Your objective:
Nothing but the lines from the one that contains "boat you find." to the end of the records should be printed, both ends included, exactly as given.

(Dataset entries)

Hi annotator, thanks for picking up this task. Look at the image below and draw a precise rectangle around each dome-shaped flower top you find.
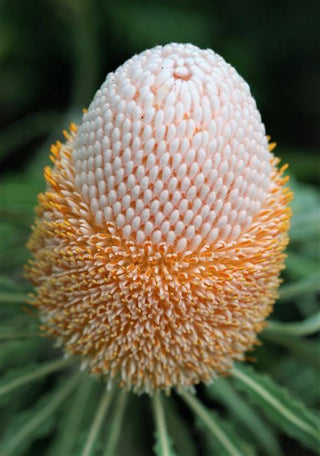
[27,43,292,394]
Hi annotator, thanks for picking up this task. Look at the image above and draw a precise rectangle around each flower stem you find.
[103,388,128,456]
[0,357,74,398]
[80,387,114,456]
[180,390,243,456]
[151,391,172,456]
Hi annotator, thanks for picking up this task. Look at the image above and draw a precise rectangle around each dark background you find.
[0,0,319,182]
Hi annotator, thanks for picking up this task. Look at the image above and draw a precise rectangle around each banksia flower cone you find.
[26,43,292,394]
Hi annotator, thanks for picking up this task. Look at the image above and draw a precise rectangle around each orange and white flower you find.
[26,43,292,394]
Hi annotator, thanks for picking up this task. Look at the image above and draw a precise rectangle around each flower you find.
[26,43,292,394]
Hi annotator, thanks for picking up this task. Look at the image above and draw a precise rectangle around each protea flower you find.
[26,42,292,394]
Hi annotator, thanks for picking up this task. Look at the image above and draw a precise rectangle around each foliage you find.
[232,365,320,453]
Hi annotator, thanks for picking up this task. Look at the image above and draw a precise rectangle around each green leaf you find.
[265,311,320,336]
[287,179,320,242]
[47,375,95,456]
[79,387,114,456]
[195,407,256,456]
[0,276,30,294]
[279,272,320,301]
[0,357,74,399]
[0,330,37,340]
[285,251,319,280]
[0,339,41,370]
[153,431,177,456]
[0,291,29,305]
[152,391,177,456]
[272,358,320,407]
[0,374,79,456]
[207,378,283,456]
[232,364,320,452]
[295,293,320,319]
[262,333,320,371]
[180,390,254,456]
[0,222,29,273]
[115,393,152,456]
[164,397,198,456]
[0,177,40,220]
[103,389,128,456]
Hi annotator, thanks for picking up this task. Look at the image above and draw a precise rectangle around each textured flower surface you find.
[27,43,291,394]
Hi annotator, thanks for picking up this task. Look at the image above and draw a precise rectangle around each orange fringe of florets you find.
[26,126,292,394]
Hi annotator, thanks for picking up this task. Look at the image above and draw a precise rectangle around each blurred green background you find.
[0,1,319,455]
[0,0,319,181]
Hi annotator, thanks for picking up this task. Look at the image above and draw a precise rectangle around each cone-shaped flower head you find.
[27,43,292,394]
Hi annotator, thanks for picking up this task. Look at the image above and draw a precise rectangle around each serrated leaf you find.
[0,357,73,401]
[195,408,256,456]
[152,392,177,456]
[153,430,177,456]
[207,378,283,456]
[102,389,128,456]
[180,390,254,456]
[47,375,94,456]
[153,424,177,456]
[232,364,320,452]
[79,388,114,456]
[0,374,79,456]
[0,396,56,456]
[273,358,320,407]
[0,363,44,407]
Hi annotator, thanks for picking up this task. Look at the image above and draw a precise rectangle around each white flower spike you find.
[27,43,292,394]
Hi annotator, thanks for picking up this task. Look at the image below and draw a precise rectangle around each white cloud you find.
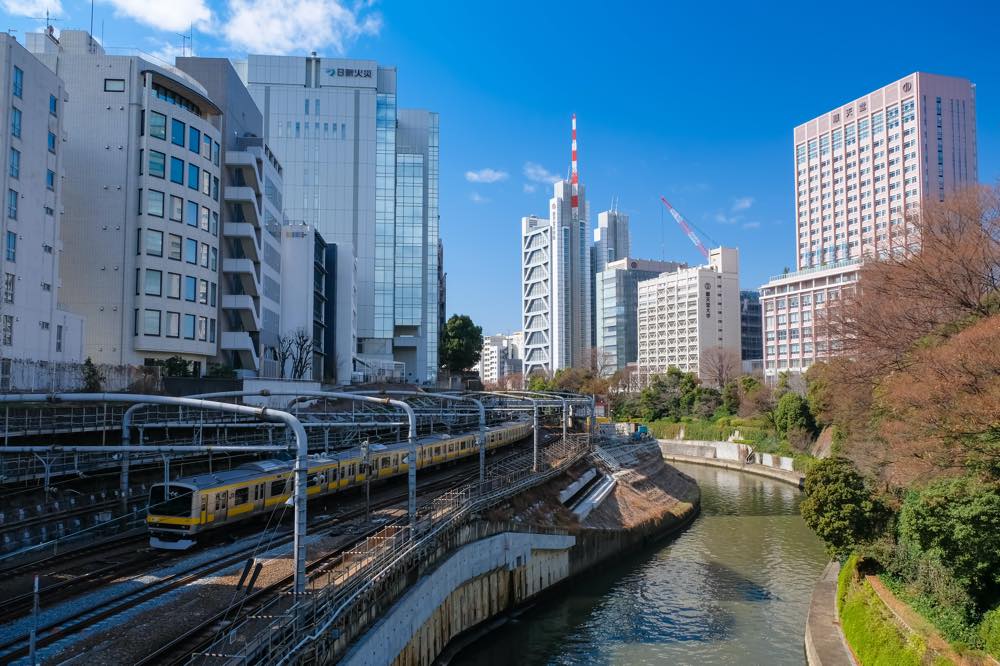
[465,168,508,184]
[742,221,761,230]
[144,41,193,67]
[99,0,212,32]
[731,196,754,212]
[523,183,537,193]
[2,0,61,15]
[523,162,562,185]
[469,192,490,204]
[223,0,381,55]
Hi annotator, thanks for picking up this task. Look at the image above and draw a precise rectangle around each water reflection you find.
[453,462,827,666]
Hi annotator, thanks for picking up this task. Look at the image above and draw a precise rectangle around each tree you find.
[440,315,483,374]
[721,379,741,415]
[774,392,816,438]
[898,477,1000,609]
[81,357,103,392]
[276,328,313,380]
[700,346,741,389]
[161,355,193,377]
[586,346,618,378]
[800,457,890,559]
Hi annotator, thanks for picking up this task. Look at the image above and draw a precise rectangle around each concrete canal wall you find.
[659,439,805,487]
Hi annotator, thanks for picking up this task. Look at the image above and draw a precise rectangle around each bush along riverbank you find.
[803,459,1000,664]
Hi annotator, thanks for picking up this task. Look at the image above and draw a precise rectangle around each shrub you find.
[774,391,816,437]
[800,457,890,559]
[81,357,103,392]
[980,608,1000,658]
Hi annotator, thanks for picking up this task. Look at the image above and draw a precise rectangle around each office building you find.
[637,247,740,381]
[279,222,330,380]
[176,57,285,378]
[759,73,977,380]
[521,116,590,381]
[0,33,82,368]
[30,30,223,373]
[476,332,522,386]
[590,208,630,346]
[595,257,685,376]
[740,290,762,374]
[241,55,439,384]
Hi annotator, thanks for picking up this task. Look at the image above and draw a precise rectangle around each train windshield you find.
[148,485,194,517]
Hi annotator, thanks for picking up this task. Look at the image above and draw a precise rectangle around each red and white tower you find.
[570,114,579,221]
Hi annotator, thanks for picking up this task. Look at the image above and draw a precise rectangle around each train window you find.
[270,479,287,496]
[308,474,321,487]
[349,464,356,476]
[435,447,441,456]
[460,441,466,450]
[149,485,193,517]
[393,455,398,467]
[234,487,249,505]
[331,468,338,481]
[381,457,390,469]
[214,493,223,511]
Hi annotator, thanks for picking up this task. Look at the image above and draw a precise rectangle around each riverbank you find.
[661,448,805,487]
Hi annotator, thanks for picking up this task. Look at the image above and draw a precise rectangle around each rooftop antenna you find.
[28,9,62,32]
[178,31,190,57]
[570,114,579,223]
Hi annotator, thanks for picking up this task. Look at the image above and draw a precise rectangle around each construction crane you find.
[660,196,711,261]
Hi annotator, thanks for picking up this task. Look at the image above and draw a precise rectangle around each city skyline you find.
[1,1,998,337]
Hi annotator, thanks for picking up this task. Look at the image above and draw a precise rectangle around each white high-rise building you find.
[0,33,83,369]
[637,248,740,381]
[476,332,523,386]
[30,30,223,372]
[520,117,590,381]
[759,72,977,380]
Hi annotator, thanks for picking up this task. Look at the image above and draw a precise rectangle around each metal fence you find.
[193,433,592,664]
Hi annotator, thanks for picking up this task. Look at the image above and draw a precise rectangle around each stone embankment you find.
[342,442,700,666]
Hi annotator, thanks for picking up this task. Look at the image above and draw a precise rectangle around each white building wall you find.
[0,34,82,364]
[637,247,740,382]
[521,215,551,379]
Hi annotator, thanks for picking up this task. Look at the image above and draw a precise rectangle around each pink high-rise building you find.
[759,72,977,381]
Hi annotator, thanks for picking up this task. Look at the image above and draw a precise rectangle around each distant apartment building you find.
[637,248,740,381]
[279,222,333,380]
[30,30,223,373]
[590,209,630,346]
[0,33,82,369]
[176,57,285,378]
[595,257,685,376]
[521,117,590,381]
[759,72,977,380]
[476,332,522,386]
[241,55,440,384]
[739,290,762,374]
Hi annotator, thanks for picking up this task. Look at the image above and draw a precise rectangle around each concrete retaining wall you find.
[342,532,575,666]
[661,447,804,488]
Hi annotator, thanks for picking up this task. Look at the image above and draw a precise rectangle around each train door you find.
[200,495,208,524]
[214,491,228,522]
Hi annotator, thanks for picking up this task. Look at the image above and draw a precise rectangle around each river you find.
[453,461,828,665]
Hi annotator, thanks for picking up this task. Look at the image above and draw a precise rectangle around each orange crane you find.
[660,196,711,261]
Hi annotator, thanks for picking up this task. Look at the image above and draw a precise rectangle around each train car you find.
[147,420,533,549]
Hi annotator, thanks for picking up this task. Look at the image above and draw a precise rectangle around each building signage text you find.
[326,67,373,79]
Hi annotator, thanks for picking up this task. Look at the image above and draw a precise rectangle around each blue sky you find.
[3,0,999,335]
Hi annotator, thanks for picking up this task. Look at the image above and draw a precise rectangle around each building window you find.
[167,272,181,298]
[202,135,211,160]
[46,169,55,190]
[199,206,209,231]
[55,324,62,352]
[147,189,165,217]
[1,314,12,345]
[104,78,125,92]
[10,107,20,138]
[165,311,180,337]
[200,169,210,195]
[211,211,218,236]
[5,231,15,261]
[198,278,208,304]
[213,141,220,166]
[169,195,183,221]
[168,233,182,260]
[209,282,216,306]
[145,228,163,256]
[197,315,207,341]
[189,126,200,153]
[9,148,19,178]
[185,200,198,227]
[143,309,161,336]
[144,268,162,296]
[184,275,196,301]
[184,238,197,264]
[210,246,217,271]
[170,156,184,184]
[12,66,23,98]
[187,164,199,190]
[39,321,49,330]
[149,150,166,178]
[3,272,13,303]
[7,189,17,220]
[149,111,167,140]
[209,318,215,343]
[47,131,56,153]
[182,313,196,339]
[199,242,209,267]
[49,94,58,115]
[171,118,185,147]
[212,176,219,201]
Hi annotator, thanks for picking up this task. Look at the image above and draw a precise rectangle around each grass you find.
[840,578,929,666]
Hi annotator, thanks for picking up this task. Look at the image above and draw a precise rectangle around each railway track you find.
[0,458,492,664]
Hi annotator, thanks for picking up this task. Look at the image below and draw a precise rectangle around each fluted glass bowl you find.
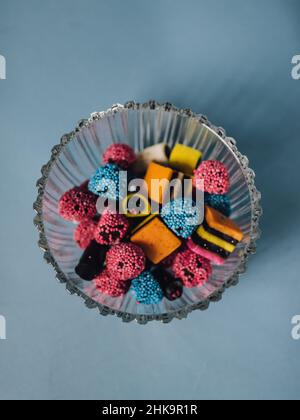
[34,101,262,324]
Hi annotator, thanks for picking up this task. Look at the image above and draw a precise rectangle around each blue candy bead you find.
[204,193,231,216]
[161,198,201,239]
[88,163,121,201]
[131,271,163,305]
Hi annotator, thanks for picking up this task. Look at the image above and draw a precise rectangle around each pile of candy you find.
[58,142,244,304]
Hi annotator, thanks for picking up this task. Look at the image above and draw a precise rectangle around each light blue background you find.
[1,0,300,400]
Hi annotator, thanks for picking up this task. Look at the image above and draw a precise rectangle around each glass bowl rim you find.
[33,100,262,324]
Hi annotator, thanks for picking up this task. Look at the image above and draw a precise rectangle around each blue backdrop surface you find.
[0,0,300,400]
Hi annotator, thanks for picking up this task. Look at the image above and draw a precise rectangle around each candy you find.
[75,240,109,281]
[169,144,202,175]
[144,162,174,204]
[187,206,243,265]
[94,211,129,245]
[105,243,146,281]
[88,163,121,201]
[132,143,170,176]
[120,193,151,218]
[59,139,238,303]
[193,160,230,194]
[160,250,179,269]
[95,270,130,297]
[103,143,136,169]
[153,268,183,301]
[187,238,225,266]
[74,219,97,249]
[78,180,90,192]
[131,271,163,304]
[59,187,97,222]
[170,172,194,201]
[130,214,157,234]
[172,249,212,288]
[131,217,182,265]
[204,193,231,217]
[120,193,152,231]
[161,198,202,239]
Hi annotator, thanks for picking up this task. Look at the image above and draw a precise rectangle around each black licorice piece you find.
[75,240,108,281]
[153,268,183,301]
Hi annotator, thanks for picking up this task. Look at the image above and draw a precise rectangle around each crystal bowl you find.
[34,101,262,324]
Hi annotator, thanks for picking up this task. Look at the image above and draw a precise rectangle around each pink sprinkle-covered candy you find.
[193,160,230,194]
[103,143,136,169]
[59,187,97,222]
[94,211,129,245]
[95,270,130,297]
[106,243,146,281]
[172,249,212,288]
[74,219,97,249]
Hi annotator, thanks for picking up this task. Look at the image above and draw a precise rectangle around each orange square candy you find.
[131,217,181,264]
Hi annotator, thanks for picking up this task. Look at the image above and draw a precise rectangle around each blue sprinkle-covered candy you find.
[204,193,231,216]
[131,271,163,305]
[161,198,201,239]
[88,163,121,201]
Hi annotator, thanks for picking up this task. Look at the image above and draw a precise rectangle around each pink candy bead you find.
[94,211,129,245]
[103,143,136,169]
[172,249,212,288]
[193,160,230,194]
[95,270,130,297]
[74,220,97,249]
[106,243,146,281]
[59,187,97,222]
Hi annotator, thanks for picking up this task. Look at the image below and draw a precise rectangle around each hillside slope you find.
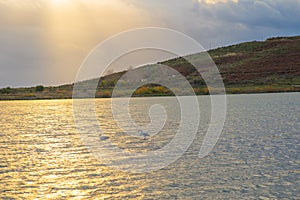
[1,36,300,100]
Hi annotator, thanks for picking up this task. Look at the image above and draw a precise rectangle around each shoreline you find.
[1,88,299,101]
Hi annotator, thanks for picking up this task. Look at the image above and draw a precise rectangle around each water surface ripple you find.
[0,93,299,199]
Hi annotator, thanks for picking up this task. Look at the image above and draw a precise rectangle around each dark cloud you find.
[126,0,300,46]
[210,0,300,28]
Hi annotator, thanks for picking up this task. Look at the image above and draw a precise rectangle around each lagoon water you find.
[0,93,299,199]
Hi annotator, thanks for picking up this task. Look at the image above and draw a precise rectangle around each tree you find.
[35,85,44,92]
[0,87,10,94]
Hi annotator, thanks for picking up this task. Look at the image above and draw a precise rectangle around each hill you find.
[1,36,300,100]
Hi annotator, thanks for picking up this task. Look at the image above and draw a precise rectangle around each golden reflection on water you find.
[0,99,174,199]
[0,100,104,199]
[0,94,299,199]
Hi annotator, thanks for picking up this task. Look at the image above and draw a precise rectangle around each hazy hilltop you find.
[1,36,300,100]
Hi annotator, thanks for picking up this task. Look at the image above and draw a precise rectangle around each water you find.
[0,93,299,199]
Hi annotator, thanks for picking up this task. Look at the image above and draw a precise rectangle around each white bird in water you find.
[138,130,150,140]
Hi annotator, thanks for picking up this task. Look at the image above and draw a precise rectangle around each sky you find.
[0,0,299,87]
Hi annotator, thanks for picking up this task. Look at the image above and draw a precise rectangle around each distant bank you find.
[1,36,300,100]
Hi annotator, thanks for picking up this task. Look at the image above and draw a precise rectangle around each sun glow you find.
[40,0,154,83]
[50,0,70,6]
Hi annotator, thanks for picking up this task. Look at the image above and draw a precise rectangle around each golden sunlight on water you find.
[0,93,299,199]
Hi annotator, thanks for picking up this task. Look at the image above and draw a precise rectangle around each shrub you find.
[35,85,44,92]
[153,86,167,94]
[101,90,112,98]
[135,86,151,95]
[101,80,106,87]
[0,87,10,94]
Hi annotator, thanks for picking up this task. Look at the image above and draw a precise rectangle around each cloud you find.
[0,0,156,87]
[0,0,299,87]
[209,0,300,28]
[125,0,300,47]
[200,0,238,4]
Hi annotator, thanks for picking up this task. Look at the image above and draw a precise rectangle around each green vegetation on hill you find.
[1,36,300,100]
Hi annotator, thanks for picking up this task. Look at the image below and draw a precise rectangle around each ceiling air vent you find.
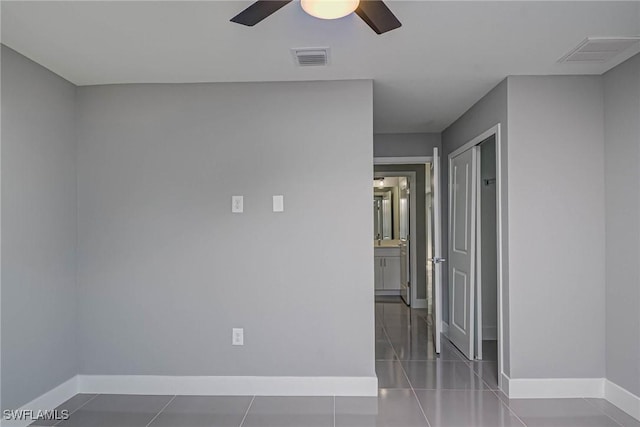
[291,48,329,67]
[558,37,640,63]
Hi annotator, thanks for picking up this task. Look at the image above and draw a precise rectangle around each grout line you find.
[379,303,519,426]
[383,317,432,427]
[469,363,498,392]
[404,359,433,427]
[53,393,100,426]
[377,387,415,390]
[333,395,336,427]
[489,389,528,427]
[398,359,475,364]
[238,395,255,427]
[72,393,99,414]
[408,387,495,392]
[380,387,503,392]
[145,395,175,427]
[581,397,625,427]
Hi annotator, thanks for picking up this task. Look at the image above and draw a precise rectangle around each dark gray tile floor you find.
[31,300,639,427]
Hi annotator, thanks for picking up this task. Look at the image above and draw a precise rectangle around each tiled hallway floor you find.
[31,300,640,427]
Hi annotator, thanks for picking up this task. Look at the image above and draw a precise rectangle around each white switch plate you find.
[273,195,284,212]
[232,328,244,346]
[232,196,243,213]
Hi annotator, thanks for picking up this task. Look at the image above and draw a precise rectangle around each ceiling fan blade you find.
[355,0,401,34]
[231,0,293,26]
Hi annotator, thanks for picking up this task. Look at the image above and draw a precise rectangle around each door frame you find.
[475,148,483,360]
[374,157,432,308]
[374,170,418,308]
[431,148,443,354]
[447,124,505,391]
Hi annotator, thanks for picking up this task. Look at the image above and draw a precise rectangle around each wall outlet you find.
[232,196,243,213]
[273,195,284,212]
[232,328,244,346]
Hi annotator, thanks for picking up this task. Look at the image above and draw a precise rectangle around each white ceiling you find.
[2,1,639,133]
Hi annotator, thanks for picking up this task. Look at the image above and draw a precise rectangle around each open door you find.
[448,146,478,360]
[400,177,410,306]
[430,148,444,354]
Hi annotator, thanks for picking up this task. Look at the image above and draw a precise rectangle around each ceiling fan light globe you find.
[300,0,360,20]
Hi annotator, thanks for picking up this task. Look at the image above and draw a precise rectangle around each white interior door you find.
[430,148,443,354]
[448,147,477,360]
[401,178,410,305]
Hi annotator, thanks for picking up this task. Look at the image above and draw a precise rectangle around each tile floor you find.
[30,299,640,427]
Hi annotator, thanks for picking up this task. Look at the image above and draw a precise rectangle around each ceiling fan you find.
[230,0,402,35]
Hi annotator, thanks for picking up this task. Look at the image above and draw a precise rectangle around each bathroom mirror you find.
[373,190,392,239]
[373,176,408,240]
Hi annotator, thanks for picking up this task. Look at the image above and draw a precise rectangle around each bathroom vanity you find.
[374,244,401,293]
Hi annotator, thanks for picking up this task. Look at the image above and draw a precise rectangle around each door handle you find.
[430,257,446,264]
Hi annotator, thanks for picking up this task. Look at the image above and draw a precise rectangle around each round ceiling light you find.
[300,0,360,20]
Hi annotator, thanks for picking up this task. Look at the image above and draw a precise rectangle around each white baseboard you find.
[505,377,604,399]
[502,376,639,421]
[482,326,497,340]
[500,373,510,396]
[411,299,428,309]
[6,374,637,423]
[78,375,378,397]
[605,379,640,421]
[1,374,376,426]
[1,376,78,427]
[375,290,401,295]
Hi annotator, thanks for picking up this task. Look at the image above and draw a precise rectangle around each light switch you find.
[232,328,244,346]
[232,196,243,213]
[273,195,284,212]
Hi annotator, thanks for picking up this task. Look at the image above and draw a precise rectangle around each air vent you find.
[291,48,329,67]
[558,37,640,63]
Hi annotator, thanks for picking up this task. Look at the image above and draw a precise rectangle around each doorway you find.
[373,151,444,356]
[372,173,416,306]
[444,124,505,391]
[476,136,498,362]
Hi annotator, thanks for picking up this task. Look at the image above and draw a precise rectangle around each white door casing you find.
[475,148,483,360]
[448,147,477,360]
[373,168,419,306]
[430,148,443,354]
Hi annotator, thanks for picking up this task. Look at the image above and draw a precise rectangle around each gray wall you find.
[443,76,607,381]
[374,133,440,157]
[507,76,605,379]
[441,79,510,373]
[603,54,640,395]
[76,81,375,377]
[1,46,78,410]
[374,164,427,300]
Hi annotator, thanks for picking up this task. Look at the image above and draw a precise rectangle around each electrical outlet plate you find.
[232,328,244,346]
[232,196,243,213]
[273,195,284,212]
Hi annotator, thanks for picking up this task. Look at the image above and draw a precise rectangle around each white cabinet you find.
[382,256,401,290]
[374,257,385,290]
[374,247,401,291]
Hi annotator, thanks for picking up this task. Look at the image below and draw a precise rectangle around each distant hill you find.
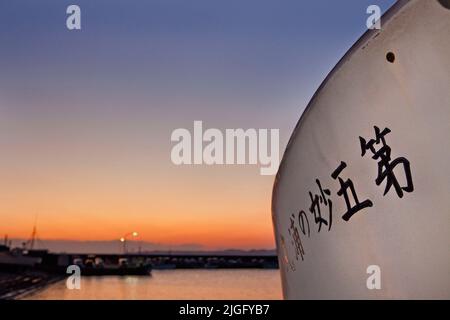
[8,238,276,256]
[142,249,277,256]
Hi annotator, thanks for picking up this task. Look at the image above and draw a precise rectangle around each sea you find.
[24,269,282,300]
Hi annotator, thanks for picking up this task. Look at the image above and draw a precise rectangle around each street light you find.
[120,231,138,254]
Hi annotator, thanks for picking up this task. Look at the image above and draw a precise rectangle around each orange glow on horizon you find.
[1,170,276,250]
[1,214,275,250]
[0,103,279,251]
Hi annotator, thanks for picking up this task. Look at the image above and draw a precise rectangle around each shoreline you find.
[0,271,64,300]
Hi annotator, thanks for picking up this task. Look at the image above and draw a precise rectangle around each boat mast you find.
[28,214,38,250]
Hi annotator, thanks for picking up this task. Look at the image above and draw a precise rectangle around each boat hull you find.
[272,0,450,299]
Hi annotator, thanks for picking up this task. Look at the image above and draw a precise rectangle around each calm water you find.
[26,270,282,300]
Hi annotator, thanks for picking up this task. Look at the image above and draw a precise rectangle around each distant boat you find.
[45,255,153,276]
[273,0,450,299]
[0,249,42,272]
[0,246,152,277]
[78,256,152,276]
[75,265,152,276]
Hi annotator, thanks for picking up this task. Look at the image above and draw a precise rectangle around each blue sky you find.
[0,1,396,250]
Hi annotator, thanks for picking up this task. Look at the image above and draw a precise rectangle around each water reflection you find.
[26,269,282,300]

Answer space:
Hi annotator, thanks for picking up this task. Look at the image above and draw a precise rectangle around each distant boat you find.
[45,255,153,276]
[273,0,450,299]
[0,249,42,272]
[0,246,152,277]
[78,256,152,276]
[75,265,152,276]
Hi annotator, thanks for picking up this task. Look at the image above and draw a precise rectangle around each blue sky you find.
[0,1,396,250]
Hi annotator, thanks for picking up this task. Look at the image above and draw a precise rectangle around each water reflection you find.
[26,269,282,300]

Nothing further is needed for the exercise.